Start of GIVEN RECORDS

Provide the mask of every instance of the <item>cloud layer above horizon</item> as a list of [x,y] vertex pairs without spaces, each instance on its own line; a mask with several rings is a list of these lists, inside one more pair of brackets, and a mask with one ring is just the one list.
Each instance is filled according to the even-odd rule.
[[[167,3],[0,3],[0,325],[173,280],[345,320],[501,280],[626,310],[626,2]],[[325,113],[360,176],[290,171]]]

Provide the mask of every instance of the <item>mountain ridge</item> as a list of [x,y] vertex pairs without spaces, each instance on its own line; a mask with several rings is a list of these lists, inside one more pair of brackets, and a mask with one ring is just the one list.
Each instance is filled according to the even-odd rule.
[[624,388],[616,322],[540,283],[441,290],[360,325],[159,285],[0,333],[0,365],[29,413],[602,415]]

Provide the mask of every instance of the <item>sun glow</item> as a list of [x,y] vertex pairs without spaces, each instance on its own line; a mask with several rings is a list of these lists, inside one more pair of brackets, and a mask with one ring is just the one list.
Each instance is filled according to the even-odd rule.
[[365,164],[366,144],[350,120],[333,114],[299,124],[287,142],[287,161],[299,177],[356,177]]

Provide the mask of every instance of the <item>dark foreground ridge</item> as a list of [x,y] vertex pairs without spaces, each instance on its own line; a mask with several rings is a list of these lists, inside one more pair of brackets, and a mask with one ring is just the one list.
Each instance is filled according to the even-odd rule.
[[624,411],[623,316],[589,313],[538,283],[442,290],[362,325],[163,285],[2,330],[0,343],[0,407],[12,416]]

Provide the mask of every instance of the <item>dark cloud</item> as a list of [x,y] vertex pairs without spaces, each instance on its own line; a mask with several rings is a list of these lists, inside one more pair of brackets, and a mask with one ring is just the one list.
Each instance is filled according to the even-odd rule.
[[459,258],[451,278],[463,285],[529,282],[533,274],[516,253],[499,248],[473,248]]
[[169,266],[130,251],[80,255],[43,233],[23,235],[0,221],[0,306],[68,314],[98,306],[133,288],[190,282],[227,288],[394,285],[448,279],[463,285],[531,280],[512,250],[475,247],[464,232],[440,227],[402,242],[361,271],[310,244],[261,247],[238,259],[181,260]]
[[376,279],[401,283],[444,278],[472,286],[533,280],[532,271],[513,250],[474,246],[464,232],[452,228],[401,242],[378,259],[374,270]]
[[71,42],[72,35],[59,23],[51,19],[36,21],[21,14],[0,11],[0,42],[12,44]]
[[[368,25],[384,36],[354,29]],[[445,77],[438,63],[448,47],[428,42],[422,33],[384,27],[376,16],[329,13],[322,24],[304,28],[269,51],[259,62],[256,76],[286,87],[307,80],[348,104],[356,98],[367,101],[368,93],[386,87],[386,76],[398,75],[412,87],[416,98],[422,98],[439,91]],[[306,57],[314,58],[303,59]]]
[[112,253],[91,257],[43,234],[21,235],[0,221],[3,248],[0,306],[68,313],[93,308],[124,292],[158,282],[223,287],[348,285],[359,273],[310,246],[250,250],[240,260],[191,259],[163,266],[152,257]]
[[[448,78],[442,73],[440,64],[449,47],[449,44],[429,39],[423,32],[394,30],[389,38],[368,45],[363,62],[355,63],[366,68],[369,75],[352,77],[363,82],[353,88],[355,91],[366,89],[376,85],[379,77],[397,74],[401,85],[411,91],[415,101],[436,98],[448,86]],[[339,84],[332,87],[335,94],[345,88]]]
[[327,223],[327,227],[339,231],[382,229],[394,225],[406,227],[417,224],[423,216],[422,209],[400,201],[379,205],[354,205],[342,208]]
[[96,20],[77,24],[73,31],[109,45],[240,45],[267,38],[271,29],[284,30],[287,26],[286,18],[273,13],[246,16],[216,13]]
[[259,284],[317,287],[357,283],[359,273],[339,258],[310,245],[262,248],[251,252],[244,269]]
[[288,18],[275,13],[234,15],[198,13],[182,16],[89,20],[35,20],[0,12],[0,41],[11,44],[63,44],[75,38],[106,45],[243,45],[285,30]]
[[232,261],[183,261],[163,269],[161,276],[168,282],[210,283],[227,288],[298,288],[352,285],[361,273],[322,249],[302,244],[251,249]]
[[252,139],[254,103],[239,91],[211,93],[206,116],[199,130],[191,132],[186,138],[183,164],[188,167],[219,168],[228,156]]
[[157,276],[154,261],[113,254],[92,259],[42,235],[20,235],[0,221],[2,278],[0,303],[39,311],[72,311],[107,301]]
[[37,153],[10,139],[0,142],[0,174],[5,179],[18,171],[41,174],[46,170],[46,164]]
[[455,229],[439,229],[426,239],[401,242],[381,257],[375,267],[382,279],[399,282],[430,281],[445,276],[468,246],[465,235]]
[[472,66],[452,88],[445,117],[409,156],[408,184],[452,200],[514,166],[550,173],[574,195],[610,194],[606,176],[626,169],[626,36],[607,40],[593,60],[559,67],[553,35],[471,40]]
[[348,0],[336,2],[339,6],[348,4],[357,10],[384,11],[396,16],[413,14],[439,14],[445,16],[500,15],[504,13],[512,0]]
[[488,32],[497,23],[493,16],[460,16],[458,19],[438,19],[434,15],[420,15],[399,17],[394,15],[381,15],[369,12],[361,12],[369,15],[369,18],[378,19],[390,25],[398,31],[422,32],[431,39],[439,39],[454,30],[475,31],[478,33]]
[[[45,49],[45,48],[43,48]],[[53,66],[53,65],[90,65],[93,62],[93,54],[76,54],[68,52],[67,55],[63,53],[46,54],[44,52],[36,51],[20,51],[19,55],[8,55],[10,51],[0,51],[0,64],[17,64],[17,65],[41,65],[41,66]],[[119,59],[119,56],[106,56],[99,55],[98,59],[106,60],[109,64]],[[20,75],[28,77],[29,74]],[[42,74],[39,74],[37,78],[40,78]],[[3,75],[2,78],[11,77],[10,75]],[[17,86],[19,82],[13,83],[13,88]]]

End of GIVEN RECORDS

| WHAT YOU SHOULD DO |
In full and without alteration, reproduce the records above.

| EXERCISE OUTPUT |
Provide the mask of every instance of the <item>cloud layer above horizon</item> as a list of [x,y] vertex pairs without spaces, each instance on its own line; a mask with several rings is a list of these lists, inside one more pair of brackets, and a mask with one ring is just the one list.
Each instance is filled according to the even-odd rule.
[[[167,3],[0,3],[0,325],[173,280],[345,320],[501,280],[626,310],[626,2]],[[325,113],[360,176],[290,171]]]

Provide the mask of every instance of the <item>mountain ridge</item> as a list of [x,y] vertex pairs without spaces, each instance on its own line; a mask with several rings is a list of these lists, inside one more pair of brackets, and a mask with one ring is just the one list.
Each instance is filled according to the even-odd rule.
[[624,388],[616,322],[540,283],[441,290],[360,325],[159,285],[0,333],[0,365],[29,413],[602,415]]

Provide the mask of every instance of the <item>sun glow</item> as a list of [x,y] vertex pairs without spaces, each instance on its own line; a mask with several rings is a list of these lists, inside one more pair of brackets, and a mask with one ring is just the one list.
Each instance is filled according to the even-odd rule.
[[365,164],[366,144],[350,120],[333,114],[299,124],[287,142],[287,161],[299,177],[356,177]]

Provide the mask of every instance of the <item>dark foreground ridge</item> as a list of [x,y] vertex pairs without spaces, each instance on its own line; a mask with several rings is a list of these lists, inside one more pair of brackets, and a mask with one ring is just the one list.
Each instance is filled according to the even-odd rule.
[[624,411],[623,316],[589,313],[538,283],[442,290],[362,325],[163,285],[2,330],[0,343],[0,407],[12,416]]

Provide the mask of every instance of the <item>dark cloud</item> as a list of [x,y] vertex pairs without spaces, each instance on its own line; a mask with several rings is a list of these lists, inside one more pair of brackets, and a mask with one ring is just the one list.
Each instance is filled according to the even-odd rule.
[[459,258],[451,278],[463,285],[529,282],[533,274],[516,253],[499,248],[473,248]]
[[169,266],[130,251],[80,255],[43,233],[23,235],[0,221],[0,306],[68,314],[98,306],[133,288],[190,282],[227,288],[394,285],[448,279],[463,285],[531,280],[512,250],[475,247],[464,232],[440,227],[402,242],[361,271],[310,244],[261,247],[238,259],[181,260]]
[[376,279],[401,283],[444,278],[472,286],[533,280],[532,271],[513,250],[474,246],[464,232],[452,228],[401,242],[378,259],[374,270]]
[[71,42],[72,35],[59,23],[51,19],[36,21],[21,14],[0,11],[0,42],[12,44]]
[[[368,25],[384,36],[354,29]],[[445,77],[438,63],[448,47],[428,42],[422,33],[384,27],[376,16],[329,13],[322,24],[304,28],[269,51],[259,62],[256,76],[286,87],[307,80],[348,104],[356,98],[367,101],[368,93],[386,87],[386,76],[398,75],[412,87],[416,98],[422,98],[439,91]],[[306,57],[314,58],[303,59]]]
[[112,253],[91,257],[43,234],[21,235],[0,221],[3,248],[0,306],[68,313],[93,308],[124,292],[158,282],[223,287],[348,285],[359,273],[310,246],[250,250],[240,260],[191,259],[163,266],[152,257]]
[[[448,78],[442,73],[440,64],[449,47],[449,44],[429,39],[423,32],[394,30],[389,38],[368,45],[363,62],[355,63],[366,68],[369,75],[352,77],[363,82],[353,88],[355,91],[366,89],[376,85],[379,77],[397,74],[401,85],[411,91],[415,101],[436,98],[448,86]],[[339,84],[332,87],[335,94],[345,88]]]
[[327,223],[327,227],[339,231],[382,229],[394,225],[406,227],[417,224],[423,216],[422,209],[400,201],[379,205],[354,205],[342,208]]
[[96,20],[77,24],[73,31],[109,45],[240,45],[267,38],[271,29],[284,30],[287,26],[286,18],[273,13],[246,16],[216,13]]
[[259,284],[317,287],[357,283],[359,273],[339,258],[310,245],[262,248],[251,252],[244,269]]
[[288,18],[275,13],[234,15],[198,13],[182,16],[89,20],[35,20],[0,12],[0,41],[11,44],[63,44],[75,38],[106,45],[243,45],[285,30]]
[[232,261],[183,261],[163,269],[161,276],[168,282],[210,283],[227,288],[298,288],[352,285],[361,273],[322,249],[302,244],[251,249]]
[[252,139],[254,103],[239,91],[211,93],[206,116],[199,130],[191,132],[186,138],[183,164],[188,167],[219,168],[228,156]]
[[157,276],[154,261],[113,254],[92,259],[42,235],[20,235],[0,221],[2,278],[0,303],[39,311],[72,311],[107,301]]
[[37,153],[10,139],[0,142],[0,174],[5,179],[18,171],[41,174],[46,170],[46,164]]
[[455,229],[439,229],[426,239],[401,242],[381,257],[375,267],[382,279],[399,282],[430,281],[445,276],[468,246],[465,235]]
[[472,66],[452,88],[445,117],[409,156],[408,184],[452,200],[514,166],[550,173],[574,195],[610,194],[606,176],[626,169],[626,36],[607,40],[593,60],[559,67],[553,35],[471,40]]
[[348,0],[336,2],[339,6],[348,4],[357,10],[384,11],[396,16],[413,14],[439,14],[445,16],[500,15],[504,13],[512,0]]
[[488,32],[497,23],[493,16],[460,16],[458,19],[438,19],[434,15],[420,15],[399,17],[394,15],[381,15],[369,12],[361,12],[369,15],[369,18],[378,19],[390,25],[398,31],[422,32],[431,39],[439,39],[454,30],[475,31],[478,33]]
[[[45,49],[45,48],[43,48]],[[53,66],[53,65],[90,65],[93,62],[93,54],[76,54],[68,52],[67,55],[63,53],[46,54],[44,52],[36,51],[20,51],[19,55],[8,55],[10,51],[0,51],[0,64],[17,64],[17,65],[41,65],[41,66]],[[119,59],[119,56],[106,56],[99,55],[98,59],[106,60],[109,64]],[[20,75],[28,77],[29,74]],[[42,74],[39,74],[37,78],[40,78]],[[3,75],[2,78],[11,77],[10,75]],[[17,86],[19,82],[13,83],[13,88]]]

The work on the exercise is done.